- [Supplied passage]
Herbarium objects



Herbarium objects


Cryptic Invaders: The Story of the Common Reed
Plant invaders use many strategies to infiltrate habitats, but perhaps the most insidious one is the cryptic invasion. Cryptic invaders are non-native plants that look similar to their native counterparts – so similar that it’s often difficult to tell the difference! This can be a problem in habitats where the cryptic invader is destructive to the native plant population. Cryptic invaders can destroy native plant populations through competition and eventual replacement of native species. What makes these invasions so devious is that they often go unnoticed until it’s too late and the non-native plant becomes well-established. Removal can also be tricky when non-native invader and native counterpart are hard to distinguish. Common reed (Phragmites australis) is an excellent example of a cryptic invader.

If you’ve ever been to Atlantic Coast salt marshes, you’ve likely encountered this tall bamboo-like grass with the brownish flower tassel. As you gaze toward the horizon, stands of common reed stretch as far as the eye can see. But it wasn’t always like this. In fact, botanical records from the 1800s typically describe the grass as rare or uncommon. By the early 1900s, however, common reed had greatly increased in abundance. What caused this change?

A scientist gazing out at the horizon in the early 1900s may have been puzzled at the invasive nature of common reed as well. Why would a seemingly docile plant suddenly become wildly invasive? A number of theories have been postulated over the years from habitat disturbances, stresses such as pollution, changes in hydrologic regimes, and increased soil salinity. It would take another 100 years and the advent of genetic technology, however, to finally solve the riddle.

- [Records in a dataset]
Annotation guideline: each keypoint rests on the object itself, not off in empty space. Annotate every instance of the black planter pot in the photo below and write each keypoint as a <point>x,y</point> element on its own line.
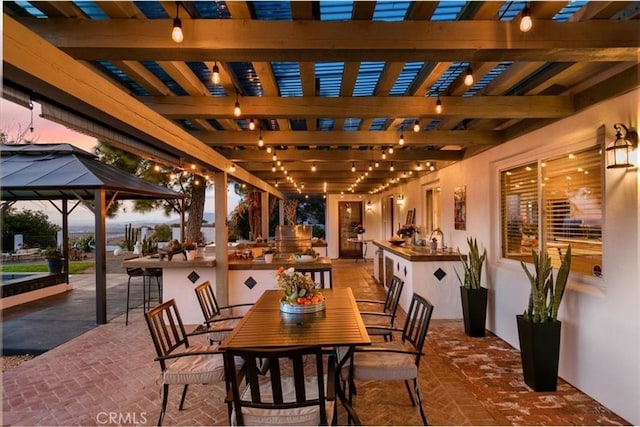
<point>540,353</point>
<point>54,266</point>
<point>474,310</point>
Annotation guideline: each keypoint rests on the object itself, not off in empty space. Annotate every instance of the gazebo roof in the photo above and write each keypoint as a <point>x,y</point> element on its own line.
<point>62,171</point>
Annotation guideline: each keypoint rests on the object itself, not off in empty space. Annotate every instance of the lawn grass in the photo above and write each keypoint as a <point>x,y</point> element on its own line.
<point>75,267</point>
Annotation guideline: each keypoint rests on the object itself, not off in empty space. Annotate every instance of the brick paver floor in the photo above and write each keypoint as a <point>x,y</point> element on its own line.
<point>107,376</point>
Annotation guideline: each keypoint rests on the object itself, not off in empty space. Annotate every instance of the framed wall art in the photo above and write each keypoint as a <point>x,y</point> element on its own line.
<point>460,206</point>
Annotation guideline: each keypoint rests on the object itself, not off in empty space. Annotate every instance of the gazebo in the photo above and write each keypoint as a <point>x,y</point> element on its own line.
<point>66,173</point>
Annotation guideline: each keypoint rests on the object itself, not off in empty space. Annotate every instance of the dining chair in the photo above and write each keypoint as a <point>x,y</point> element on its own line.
<point>294,391</point>
<point>180,362</point>
<point>147,275</point>
<point>395,360</point>
<point>217,323</point>
<point>386,315</point>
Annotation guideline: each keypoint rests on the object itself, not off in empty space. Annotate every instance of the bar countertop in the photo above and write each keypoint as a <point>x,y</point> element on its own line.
<point>322,263</point>
<point>177,261</point>
<point>418,253</point>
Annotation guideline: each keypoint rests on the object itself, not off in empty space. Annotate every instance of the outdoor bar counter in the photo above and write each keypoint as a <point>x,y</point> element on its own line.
<point>179,279</point>
<point>248,278</point>
<point>429,273</point>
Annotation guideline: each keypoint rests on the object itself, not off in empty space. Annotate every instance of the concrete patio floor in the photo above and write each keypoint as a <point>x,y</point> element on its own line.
<point>106,376</point>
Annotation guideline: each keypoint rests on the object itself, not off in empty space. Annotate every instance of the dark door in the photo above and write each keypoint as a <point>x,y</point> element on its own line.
<point>349,216</point>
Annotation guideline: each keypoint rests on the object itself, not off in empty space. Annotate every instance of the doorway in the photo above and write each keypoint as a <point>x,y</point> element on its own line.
<point>349,216</point>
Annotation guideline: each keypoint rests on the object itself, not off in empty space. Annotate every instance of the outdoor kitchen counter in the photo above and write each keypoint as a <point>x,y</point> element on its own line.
<point>431,274</point>
<point>235,263</point>
<point>179,279</point>
<point>177,261</point>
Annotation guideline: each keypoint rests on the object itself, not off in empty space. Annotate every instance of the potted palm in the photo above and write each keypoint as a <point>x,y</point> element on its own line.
<point>472,294</point>
<point>539,327</point>
<point>54,259</point>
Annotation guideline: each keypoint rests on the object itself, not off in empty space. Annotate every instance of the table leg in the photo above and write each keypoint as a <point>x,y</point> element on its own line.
<point>341,360</point>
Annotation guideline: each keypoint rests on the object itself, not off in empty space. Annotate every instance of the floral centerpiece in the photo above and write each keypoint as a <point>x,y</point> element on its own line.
<point>407,230</point>
<point>298,288</point>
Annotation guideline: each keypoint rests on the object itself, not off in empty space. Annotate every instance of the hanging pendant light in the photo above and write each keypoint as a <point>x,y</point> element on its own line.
<point>438,105</point>
<point>236,109</point>
<point>468,79</point>
<point>176,34</point>
<point>215,74</point>
<point>525,21</point>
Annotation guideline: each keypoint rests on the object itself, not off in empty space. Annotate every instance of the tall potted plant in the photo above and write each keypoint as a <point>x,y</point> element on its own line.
<point>54,260</point>
<point>472,294</point>
<point>539,327</point>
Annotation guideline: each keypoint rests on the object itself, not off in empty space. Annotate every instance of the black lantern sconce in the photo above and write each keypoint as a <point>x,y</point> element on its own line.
<point>619,151</point>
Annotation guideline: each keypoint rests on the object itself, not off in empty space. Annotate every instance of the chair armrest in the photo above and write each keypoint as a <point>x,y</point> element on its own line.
<point>387,350</point>
<point>369,301</point>
<point>193,353</point>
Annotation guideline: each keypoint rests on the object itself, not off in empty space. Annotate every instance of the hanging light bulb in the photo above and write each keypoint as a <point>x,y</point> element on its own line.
<point>525,21</point>
<point>236,108</point>
<point>176,34</point>
<point>215,75</point>
<point>468,79</point>
<point>438,105</point>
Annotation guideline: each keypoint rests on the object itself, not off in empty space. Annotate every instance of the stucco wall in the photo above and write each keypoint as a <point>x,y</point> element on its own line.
<point>600,346</point>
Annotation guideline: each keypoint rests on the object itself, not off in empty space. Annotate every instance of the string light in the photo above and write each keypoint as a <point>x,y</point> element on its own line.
<point>525,21</point>
<point>236,109</point>
<point>215,75</point>
<point>176,34</point>
<point>468,79</point>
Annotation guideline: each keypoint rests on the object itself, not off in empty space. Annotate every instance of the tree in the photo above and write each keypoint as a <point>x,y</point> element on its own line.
<point>190,184</point>
<point>35,227</point>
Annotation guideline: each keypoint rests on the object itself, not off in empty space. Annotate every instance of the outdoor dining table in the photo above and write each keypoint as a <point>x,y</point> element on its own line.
<point>339,325</point>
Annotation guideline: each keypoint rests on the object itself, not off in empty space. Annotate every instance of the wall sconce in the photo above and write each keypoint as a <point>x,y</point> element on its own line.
<point>619,150</point>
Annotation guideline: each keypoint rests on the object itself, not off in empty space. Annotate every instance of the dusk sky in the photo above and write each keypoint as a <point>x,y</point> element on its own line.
<point>15,119</point>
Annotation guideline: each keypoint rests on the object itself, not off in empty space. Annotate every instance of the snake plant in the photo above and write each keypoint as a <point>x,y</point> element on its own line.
<point>472,265</point>
<point>545,296</point>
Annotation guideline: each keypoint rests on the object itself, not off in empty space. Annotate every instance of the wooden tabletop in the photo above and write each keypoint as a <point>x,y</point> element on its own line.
<point>340,324</point>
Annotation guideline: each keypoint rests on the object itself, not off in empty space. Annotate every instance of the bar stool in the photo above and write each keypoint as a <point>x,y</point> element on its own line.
<point>147,275</point>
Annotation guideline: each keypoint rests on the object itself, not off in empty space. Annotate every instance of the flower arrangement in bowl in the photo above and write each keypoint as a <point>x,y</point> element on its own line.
<point>407,230</point>
<point>299,291</point>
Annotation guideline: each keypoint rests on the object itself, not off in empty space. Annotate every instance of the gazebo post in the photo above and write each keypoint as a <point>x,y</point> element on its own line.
<point>100,213</point>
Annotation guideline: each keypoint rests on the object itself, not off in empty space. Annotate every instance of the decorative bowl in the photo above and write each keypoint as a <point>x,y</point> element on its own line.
<point>285,307</point>
<point>304,258</point>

- [What you need to do]
- A) Print the passage on the common reed from "A scientist gazing" up to and including "solve the riddle.".
- B) Give what follows the last sentence of the passage on the common reed.

- [Results]
- A)
A scientist gazing out at the horizon in the early 1900s may have been puzzled at the invasive nature of common reed as well. Why would a seemingly docile plant suddenly become wildly invasive? A number of theories have been postulated over the years from habitat disturbances, stresses such as pollution, changes in hydrologic regimes, and increased soil salinity. It would take another 100 years and the advent of genetic technology, however, to finally solve the riddle.

- B)
In 2002, Kristin Saltonstall (2002) tested chloroplast DNA from herbarium specimens of common reed collected before 1910 and compared them to the DNA of actual living plants. When she examined the results, she realized that she actually had two genetically distinct plants: a native American genotype that was non-invasive and a non-native European genotype that was highly invasive! The two plants look alike with only subtle visual differences to tell them apart, thus allowing the cryptic European genotype to stealthily invade and take over coastal marshes, as well as expand its range to areas where it wasn’t previously found. Today we recognize these two genotypes as subspecies of Phragmites australis: subspecies americanus (native) and subspecies australis (non-native). The native is found only in small areas of coastal marsh in Maryland, Virginia and New Jersey, a sad testament to the success of this cryptic invasion.